Region outline entries
########

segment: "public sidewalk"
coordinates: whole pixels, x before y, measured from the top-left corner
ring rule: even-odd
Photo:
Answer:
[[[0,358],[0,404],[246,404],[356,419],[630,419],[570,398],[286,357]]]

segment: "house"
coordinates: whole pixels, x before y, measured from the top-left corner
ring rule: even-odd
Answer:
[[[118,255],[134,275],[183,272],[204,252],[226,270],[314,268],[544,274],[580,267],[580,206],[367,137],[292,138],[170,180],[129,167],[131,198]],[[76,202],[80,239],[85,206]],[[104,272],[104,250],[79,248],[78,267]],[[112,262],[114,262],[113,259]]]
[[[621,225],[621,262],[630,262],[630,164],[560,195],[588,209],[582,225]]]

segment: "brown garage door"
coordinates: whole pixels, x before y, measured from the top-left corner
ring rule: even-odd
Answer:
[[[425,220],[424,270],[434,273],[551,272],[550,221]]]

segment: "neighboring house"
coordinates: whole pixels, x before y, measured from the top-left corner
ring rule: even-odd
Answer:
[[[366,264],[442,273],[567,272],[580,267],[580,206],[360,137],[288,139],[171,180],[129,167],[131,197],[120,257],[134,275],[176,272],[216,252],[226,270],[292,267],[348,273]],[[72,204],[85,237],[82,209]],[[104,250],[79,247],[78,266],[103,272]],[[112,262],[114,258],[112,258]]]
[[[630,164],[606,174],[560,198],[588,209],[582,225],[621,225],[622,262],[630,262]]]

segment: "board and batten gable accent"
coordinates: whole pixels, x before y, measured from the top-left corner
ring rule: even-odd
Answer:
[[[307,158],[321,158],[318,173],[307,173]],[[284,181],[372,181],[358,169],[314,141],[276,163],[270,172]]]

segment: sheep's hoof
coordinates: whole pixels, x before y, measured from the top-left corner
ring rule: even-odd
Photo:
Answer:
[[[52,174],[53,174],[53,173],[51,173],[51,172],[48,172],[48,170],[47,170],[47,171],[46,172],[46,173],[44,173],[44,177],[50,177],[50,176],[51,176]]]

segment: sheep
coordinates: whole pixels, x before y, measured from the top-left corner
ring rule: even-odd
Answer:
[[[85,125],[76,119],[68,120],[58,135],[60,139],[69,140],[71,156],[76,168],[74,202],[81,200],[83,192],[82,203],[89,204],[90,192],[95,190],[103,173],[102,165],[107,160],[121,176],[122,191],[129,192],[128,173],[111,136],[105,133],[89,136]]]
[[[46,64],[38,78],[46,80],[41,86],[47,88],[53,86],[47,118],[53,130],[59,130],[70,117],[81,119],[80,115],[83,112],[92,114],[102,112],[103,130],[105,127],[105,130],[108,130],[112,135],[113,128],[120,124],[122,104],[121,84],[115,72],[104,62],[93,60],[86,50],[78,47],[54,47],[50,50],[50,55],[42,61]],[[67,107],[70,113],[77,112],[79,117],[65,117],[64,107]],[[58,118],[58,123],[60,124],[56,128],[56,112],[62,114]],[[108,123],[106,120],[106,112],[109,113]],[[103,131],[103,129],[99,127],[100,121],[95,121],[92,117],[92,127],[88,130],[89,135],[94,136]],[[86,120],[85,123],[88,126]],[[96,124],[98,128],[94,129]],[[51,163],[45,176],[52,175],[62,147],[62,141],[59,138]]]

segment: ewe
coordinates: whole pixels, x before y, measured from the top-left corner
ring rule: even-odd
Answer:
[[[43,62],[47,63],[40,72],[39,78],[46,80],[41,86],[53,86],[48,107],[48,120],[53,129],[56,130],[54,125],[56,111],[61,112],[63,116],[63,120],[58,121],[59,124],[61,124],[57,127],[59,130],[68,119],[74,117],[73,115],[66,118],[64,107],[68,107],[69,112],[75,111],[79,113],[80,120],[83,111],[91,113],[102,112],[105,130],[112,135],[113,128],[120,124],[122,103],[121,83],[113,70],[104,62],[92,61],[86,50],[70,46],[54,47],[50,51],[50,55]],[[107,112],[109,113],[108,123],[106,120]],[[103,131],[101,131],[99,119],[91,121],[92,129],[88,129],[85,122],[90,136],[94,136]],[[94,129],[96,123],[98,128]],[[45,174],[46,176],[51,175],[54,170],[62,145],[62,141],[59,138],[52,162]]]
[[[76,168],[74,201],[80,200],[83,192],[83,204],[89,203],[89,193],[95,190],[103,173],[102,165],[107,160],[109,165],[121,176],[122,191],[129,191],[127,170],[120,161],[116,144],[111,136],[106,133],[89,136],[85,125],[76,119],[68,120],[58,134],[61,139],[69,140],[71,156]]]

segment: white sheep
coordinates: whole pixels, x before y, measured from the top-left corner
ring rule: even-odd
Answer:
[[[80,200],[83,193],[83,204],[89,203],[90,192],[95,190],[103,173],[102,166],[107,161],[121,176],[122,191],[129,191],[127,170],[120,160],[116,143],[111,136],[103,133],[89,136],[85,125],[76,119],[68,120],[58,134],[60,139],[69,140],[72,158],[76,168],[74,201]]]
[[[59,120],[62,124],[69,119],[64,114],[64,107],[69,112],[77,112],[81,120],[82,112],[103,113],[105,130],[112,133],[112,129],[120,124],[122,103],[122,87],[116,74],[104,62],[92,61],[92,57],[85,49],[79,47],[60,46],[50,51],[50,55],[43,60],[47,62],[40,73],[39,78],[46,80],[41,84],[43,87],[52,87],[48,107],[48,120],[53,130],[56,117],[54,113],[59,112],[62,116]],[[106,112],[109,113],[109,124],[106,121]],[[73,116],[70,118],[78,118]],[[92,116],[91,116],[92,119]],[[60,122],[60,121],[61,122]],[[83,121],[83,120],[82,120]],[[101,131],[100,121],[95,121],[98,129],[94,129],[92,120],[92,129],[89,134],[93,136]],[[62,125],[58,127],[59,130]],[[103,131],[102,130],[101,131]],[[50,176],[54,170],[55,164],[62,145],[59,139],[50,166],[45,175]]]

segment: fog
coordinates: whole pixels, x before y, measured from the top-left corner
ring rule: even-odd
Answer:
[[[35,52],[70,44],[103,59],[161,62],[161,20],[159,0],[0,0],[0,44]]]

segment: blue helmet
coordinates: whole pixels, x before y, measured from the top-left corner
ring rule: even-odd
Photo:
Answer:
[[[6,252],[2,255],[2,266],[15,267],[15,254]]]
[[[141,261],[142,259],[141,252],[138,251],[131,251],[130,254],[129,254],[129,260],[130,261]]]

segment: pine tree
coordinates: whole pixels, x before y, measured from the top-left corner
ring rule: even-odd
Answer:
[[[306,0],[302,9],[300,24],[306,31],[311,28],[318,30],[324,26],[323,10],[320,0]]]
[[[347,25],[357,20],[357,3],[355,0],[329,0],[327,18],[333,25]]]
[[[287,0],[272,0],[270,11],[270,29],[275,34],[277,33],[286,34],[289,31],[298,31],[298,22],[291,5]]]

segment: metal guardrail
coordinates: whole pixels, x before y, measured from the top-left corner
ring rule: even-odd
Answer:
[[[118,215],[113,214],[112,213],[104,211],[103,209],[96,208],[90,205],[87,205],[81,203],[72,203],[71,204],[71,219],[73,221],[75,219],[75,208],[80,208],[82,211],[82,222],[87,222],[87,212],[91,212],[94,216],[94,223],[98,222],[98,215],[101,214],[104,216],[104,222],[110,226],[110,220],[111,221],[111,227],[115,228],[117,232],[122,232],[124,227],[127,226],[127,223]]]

########

→ **What to do**
Please lay out every line of the rows above as a JSON list of strings, one string per line, with blank lines left out.

→ **Task result**
[
  "segment: \"public sidewalk\"",
  "coordinates: whole pixels, x before y, measured from the top-left corner",
  "ring rule: even-odd",
  "Photo:",
  "Answer:",
  "[[[0,358],[0,404],[246,404],[356,419],[630,419],[570,398],[286,357]]]",
  "segment: \"house\"",
  "coordinates: whole pixels, x before y, measured from the top-left corner",
  "ring rule: even-odd",
  "Answer:",
  "[[[118,255],[134,275],[183,272],[204,252],[226,270],[314,268],[544,274],[580,267],[580,206],[367,137],[292,138],[170,180],[129,167],[131,198]],[[76,202],[80,239],[85,206]],[[104,272],[104,250],[79,248],[78,267]],[[112,262],[114,262],[113,259]]]",
  "[[[621,225],[621,262],[630,262],[630,164],[560,195],[588,209],[582,225]]]",
  "segment: \"brown garage door\"",
  "coordinates: whole pixels, x before y, measured from the top-left corner",
  "ring rule: even-odd",
  "Answer:",
  "[[[425,220],[424,270],[434,273],[551,272],[550,221]]]",
  "segment: \"neighboring house\"",
  "coordinates: whole pixels, x before y, measured from the top-left corner",
  "ring rule: even-odd",
  "Answer:",
  "[[[366,264],[442,273],[567,272],[580,267],[580,206],[360,137],[288,139],[171,180],[129,167],[131,197],[120,257],[134,275],[176,272],[216,252],[226,270],[292,267],[348,273]],[[72,204],[85,237],[82,209]],[[104,250],[79,247],[78,266],[103,272]],[[112,262],[114,258],[112,258]]]",
  "[[[630,164],[606,174],[560,198],[588,209],[582,225],[621,225],[622,262],[630,262]]]",
  "segment: \"board and batten gable accent\"",
  "coordinates: whole pixels, x before y, measured from the top-left corner",
  "ring rule: even-odd",
  "Answer:",
  "[[[307,158],[321,158],[318,173],[307,173]],[[284,181],[372,181],[358,169],[314,141],[276,163],[270,172]]]",
  "segment: sheep's hoof",
  "coordinates: whole pixels, x before y, measured from the top-left corner",
  "ring rule: even-odd",
  "Photo:",
  "Answer:",
  "[[[52,174],[53,174],[53,173],[51,173],[51,172],[48,172],[48,170],[47,170],[47,171],[46,172],[46,173],[44,173],[44,177],[50,177],[50,176],[51,176]]]",
  "segment: sheep",
  "coordinates: whole pixels, x before y, measured from the top-left corner",
  "ring rule: even-odd",
  "Answer:",
  "[[[85,125],[76,119],[68,120],[58,135],[60,139],[69,140],[71,156],[76,168],[74,202],[81,200],[83,192],[82,203],[89,204],[90,192],[95,190],[103,173],[102,165],[107,160],[121,176],[122,191],[129,192],[128,173],[111,136],[105,133],[89,136]]]",
  "[[[46,64],[38,78],[46,80],[41,86],[47,88],[53,86],[47,118],[53,130],[59,130],[70,117],[81,119],[80,115],[83,112],[92,114],[102,112],[103,130],[105,127],[105,130],[108,130],[112,135],[113,128],[120,124],[122,104],[121,84],[115,72],[104,62],[93,60],[86,50],[78,47],[54,47],[50,50],[50,55],[42,61]],[[67,107],[70,113],[77,112],[79,117],[65,117],[64,107]],[[58,118],[58,123],[60,124],[56,128],[56,112],[62,114]],[[108,123],[106,120],[106,112],[109,113]],[[103,131],[103,129],[99,127],[100,121],[95,121],[92,117],[92,127],[88,130],[89,135],[94,136]],[[86,120],[85,123],[88,126]],[[96,124],[98,128],[94,129]],[[51,163],[45,176],[52,175],[62,147],[62,141],[59,138]]]",
  "segment: ewe",
  "coordinates: whole pixels, x before y, measured from the top-left corner",
  "ring rule: even-odd",
  "Answer:",
  "[[[43,62],[47,63],[40,72],[39,78],[46,80],[41,86],[53,86],[48,107],[48,120],[53,129],[56,130],[54,125],[56,111],[61,112],[63,116],[63,120],[58,121],[59,124],[61,124],[57,127],[59,130],[68,119],[74,117],[73,115],[66,118],[64,107],[68,107],[69,112],[75,111],[79,113],[80,120],[83,111],[91,113],[102,112],[105,130],[112,135],[113,128],[120,124],[122,103],[121,83],[113,70],[104,62],[92,61],[86,50],[70,46],[54,47],[50,51],[50,55]],[[107,112],[109,113],[108,123],[106,120]],[[103,131],[101,131],[99,119],[91,121],[92,129],[88,129],[85,122],[90,136],[94,136]],[[94,129],[96,123],[98,128]],[[45,174],[46,176],[51,175],[54,170],[62,145],[62,141],[59,138],[52,162]]]",
  "[[[76,168],[74,201],[80,200],[83,192],[83,204],[89,203],[89,193],[95,190],[103,173],[102,165],[107,160],[109,165],[121,176],[122,191],[129,191],[127,170],[120,161],[116,144],[111,136],[106,133],[89,136],[85,125],[76,119],[68,120],[58,134],[61,139],[69,140],[71,156]]]",
  "segment: white sheep",
  "coordinates: whole pixels, x before y, measured from the top-left corner",
  "ring rule: even-odd",
  "Answer:",
  "[[[80,200],[83,193],[83,204],[89,203],[90,192],[95,190],[103,173],[102,166],[107,161],[121,176],[122,191],[129,191],[127,170],[120,160],[116,143],[111,136],[103,133],[89,136],[85,125],[76,119],[68,120],[58,134],[60,139],[69,140],[72,158],[76,168],[74,201]]]",
  "[[[59,120],[62,124],[69,119],[64,114],[64,107],[69,112],[77,112],[81,120],[82,112],[103,113],[105,130],[112,133],[112,129],[120,124],[122,103],[122,87],[116,74],[104,62],[92,61],[92,57],[85,49],[79,47],[60,46],[50,51],[50,55],[43,60],[47,62],[40,73],[39,78],[46,80],[41,84],[43,87],[52,87],[48,107],[48,120],[53,130],[56,117],[54,113],[59,112],[62,116]],[[106,112],[109,113],[109,124],[106,121]],[[73,116],[70,118],[78,118]],[[92,116],[91,116],[92,119]],[[60,122],[60,121],[61,122]],[[83,121],[83,120],[82,120]],[[101,131],[100,121],[95,121],[98,129],[94,129],[92,120],[92,129],[89,134],[93,136]],[[62,125],[58,127],[59,130]],[[103,131],[102,130],[101,131]],[[50,176],[54,170],[55,164],[62,145],[59,139],[50,166],[45,175]]]",
  "segment: fog",
  "coordinates: whole pixels, x before y, measured from the top-left corner",
  "ring rule: even-odd",
  "Answer:",
  "[[[35,52],[70,44],[103,59],[161,62],[161,20],[159,0],[0,0],[0,44]]]",
  "segment: blue helmet",
  "coordinates: whole pixels, x before y, measured from the top-left corner",
  "ring rule: even-odd",
  "Photo:",
  "Answer:",
  "[[[6,252],[2,255],[2,266],[15,267],[15,254]]]",
  "[[[141,261],[142,259],[141,252],[138,251],[131,251],[130,254],[129,254],[129,260],[130,261]]]",
  "segment: pine tree",
  "coordinates: whole pixels, x before y, measured from the top-left corner",
  "ring rule: even-odd",
  "Answer:",
  "[[[306,0],[302,9],[300,24],[306,31],[311,28],[318,30],[324,26],[323,10],[320,0]]]",
  "[[[347,25],[357,20],[357,3],[355,0],[329,0],[327,18],[333,25]]]",
  "[[[287,0],[272,0],[270,11],[270,29],[275,34],[277,33],[286,34],[289,31],[298,31],[298,22],[291,5]]]",
  "segment: metal guardrail",
  "coordinates: whole pixels, x before y, measured from the top-left corner",
  "ring rule: even-odd",
  "Answer:",
  "[[[118,215],[113,214],[112,213],[104,211],[103,209],[96,208],[90,205],[87,205],[81,203],[72,203],[71,204],[71,219],[73,221],[75,219],[75,208],[80,208],[82,211],[82,222],[87,222],[87,212],[91,212],[94,216],[94,223],[98,222],[98,215],[101,214],[104,216],[104,222],[110,226],[110,220],[111,221],[111,227],[115,228],[117,232],[122,232],[124,227],[127,226],[127,223]]]"
]